PROBLEM REQUIREMENTS: Rewrite the material from its first line through the line containing "point(152, 281)", reproducing every line, and shift each answer coordinate by -127 while leaving all other numbers unchanged.

[A block of data]

%%

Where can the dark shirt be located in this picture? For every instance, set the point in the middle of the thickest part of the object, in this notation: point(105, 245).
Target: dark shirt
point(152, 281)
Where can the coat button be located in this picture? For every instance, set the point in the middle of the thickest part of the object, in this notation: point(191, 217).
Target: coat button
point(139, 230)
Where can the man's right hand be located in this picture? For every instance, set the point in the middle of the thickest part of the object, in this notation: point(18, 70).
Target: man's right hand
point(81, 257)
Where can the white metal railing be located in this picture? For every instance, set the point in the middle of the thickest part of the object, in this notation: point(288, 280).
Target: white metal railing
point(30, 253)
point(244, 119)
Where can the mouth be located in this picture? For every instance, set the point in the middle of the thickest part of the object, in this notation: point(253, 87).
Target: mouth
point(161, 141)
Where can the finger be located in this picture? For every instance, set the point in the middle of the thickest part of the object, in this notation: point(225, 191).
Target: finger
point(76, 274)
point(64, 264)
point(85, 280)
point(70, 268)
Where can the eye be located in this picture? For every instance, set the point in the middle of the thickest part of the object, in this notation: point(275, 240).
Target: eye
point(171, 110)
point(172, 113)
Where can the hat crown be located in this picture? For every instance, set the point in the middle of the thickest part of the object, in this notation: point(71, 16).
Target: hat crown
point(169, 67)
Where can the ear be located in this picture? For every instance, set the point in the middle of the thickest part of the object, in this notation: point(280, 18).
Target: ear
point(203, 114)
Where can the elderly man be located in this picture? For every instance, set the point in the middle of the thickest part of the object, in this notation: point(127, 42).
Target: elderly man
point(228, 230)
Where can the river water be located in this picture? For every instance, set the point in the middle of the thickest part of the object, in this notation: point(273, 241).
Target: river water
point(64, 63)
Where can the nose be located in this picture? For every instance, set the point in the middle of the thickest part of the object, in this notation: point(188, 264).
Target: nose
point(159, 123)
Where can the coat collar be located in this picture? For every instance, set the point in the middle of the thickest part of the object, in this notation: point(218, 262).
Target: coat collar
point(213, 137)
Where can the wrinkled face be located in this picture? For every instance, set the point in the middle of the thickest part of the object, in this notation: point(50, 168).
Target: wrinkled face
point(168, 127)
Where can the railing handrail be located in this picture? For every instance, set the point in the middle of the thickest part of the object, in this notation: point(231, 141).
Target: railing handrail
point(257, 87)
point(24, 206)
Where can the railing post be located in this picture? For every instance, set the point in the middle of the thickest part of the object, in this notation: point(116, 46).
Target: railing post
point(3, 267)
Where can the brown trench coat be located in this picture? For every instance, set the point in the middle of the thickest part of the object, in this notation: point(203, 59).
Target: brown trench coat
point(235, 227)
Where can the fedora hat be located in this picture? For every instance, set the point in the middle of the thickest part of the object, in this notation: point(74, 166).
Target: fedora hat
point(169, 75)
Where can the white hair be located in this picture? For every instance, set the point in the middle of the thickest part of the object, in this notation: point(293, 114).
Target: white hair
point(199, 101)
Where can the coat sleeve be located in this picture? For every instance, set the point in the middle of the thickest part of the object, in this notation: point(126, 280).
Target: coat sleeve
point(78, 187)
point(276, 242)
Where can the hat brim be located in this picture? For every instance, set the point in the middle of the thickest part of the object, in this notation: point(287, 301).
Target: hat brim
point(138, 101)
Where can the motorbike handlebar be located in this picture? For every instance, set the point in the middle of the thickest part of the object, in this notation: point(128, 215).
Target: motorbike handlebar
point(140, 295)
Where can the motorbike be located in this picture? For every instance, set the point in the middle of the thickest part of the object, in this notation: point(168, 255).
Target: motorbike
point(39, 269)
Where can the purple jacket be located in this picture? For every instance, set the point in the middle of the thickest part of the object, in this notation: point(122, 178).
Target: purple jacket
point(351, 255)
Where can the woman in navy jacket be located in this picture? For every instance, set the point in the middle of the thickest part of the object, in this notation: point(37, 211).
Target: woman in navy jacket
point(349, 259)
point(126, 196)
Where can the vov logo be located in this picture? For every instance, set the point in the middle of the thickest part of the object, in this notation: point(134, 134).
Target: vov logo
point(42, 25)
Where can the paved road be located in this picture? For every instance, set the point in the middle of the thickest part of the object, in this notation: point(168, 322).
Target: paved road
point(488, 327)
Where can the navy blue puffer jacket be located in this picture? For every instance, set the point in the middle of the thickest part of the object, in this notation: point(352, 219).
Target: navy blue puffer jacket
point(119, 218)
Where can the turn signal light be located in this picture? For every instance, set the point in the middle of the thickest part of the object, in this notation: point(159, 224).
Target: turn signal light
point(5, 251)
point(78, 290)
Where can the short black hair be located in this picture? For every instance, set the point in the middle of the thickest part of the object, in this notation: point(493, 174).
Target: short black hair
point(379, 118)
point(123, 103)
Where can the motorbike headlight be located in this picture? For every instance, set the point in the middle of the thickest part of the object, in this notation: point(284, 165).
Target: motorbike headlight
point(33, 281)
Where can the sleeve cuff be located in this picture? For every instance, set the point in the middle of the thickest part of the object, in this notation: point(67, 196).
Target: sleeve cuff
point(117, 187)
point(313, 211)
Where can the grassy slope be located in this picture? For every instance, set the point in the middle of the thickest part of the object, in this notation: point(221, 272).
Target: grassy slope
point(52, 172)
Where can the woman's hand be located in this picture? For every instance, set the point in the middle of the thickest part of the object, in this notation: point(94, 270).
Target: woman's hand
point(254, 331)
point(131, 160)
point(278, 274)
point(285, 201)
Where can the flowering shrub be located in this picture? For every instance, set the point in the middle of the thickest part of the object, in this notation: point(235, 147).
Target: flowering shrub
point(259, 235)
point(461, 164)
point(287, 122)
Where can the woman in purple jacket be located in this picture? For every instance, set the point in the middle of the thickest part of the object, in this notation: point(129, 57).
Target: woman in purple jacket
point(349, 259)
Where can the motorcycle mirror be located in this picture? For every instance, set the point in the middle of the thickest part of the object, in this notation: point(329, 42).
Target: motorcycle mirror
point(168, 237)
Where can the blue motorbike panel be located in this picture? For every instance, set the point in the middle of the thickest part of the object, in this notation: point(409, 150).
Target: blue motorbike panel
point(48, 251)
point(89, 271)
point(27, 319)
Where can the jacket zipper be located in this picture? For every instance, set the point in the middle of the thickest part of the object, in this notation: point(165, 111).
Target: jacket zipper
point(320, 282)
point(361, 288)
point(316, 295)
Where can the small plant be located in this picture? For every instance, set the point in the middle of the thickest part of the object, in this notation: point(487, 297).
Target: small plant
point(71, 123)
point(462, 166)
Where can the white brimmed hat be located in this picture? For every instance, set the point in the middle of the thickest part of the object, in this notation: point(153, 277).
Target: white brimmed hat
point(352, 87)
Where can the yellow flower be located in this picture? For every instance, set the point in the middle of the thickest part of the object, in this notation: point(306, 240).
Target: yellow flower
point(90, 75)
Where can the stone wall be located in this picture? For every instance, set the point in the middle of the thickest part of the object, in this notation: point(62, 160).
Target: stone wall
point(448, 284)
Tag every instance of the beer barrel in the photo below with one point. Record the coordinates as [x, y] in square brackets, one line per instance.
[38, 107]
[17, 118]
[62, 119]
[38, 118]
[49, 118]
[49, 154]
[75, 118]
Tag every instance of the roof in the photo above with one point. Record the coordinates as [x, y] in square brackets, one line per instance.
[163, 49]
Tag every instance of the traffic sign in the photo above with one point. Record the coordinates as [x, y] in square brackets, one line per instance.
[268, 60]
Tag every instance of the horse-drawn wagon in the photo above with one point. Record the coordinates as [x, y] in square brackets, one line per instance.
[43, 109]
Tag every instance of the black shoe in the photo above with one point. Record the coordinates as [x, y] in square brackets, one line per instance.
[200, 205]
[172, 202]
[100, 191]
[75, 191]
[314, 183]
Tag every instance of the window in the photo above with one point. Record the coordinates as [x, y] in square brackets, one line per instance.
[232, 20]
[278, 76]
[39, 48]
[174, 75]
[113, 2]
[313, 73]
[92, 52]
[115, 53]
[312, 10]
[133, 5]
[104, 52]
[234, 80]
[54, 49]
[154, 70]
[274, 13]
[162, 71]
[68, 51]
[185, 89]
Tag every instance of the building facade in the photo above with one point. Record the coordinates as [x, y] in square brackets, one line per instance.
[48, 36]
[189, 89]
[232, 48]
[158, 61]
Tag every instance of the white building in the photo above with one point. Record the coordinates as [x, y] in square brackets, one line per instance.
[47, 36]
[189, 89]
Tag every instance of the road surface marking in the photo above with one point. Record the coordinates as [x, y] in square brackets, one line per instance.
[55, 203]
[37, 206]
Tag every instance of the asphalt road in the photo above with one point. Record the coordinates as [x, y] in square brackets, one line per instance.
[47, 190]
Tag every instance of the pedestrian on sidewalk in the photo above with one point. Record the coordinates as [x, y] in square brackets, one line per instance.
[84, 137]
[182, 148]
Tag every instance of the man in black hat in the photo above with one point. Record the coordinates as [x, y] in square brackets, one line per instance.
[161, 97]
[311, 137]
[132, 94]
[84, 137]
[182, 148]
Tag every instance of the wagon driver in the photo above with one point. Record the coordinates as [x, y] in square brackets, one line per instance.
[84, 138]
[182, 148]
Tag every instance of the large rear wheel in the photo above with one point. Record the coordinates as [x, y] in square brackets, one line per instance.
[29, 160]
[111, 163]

%%

REPLY TO THE EXERCISE:
Where can the dark shirt be located in this picture? For every instance, set the point in the middle of the thickest part of the object, in this notation: point(105, 245).
Target: dark shirt
point(25, 154)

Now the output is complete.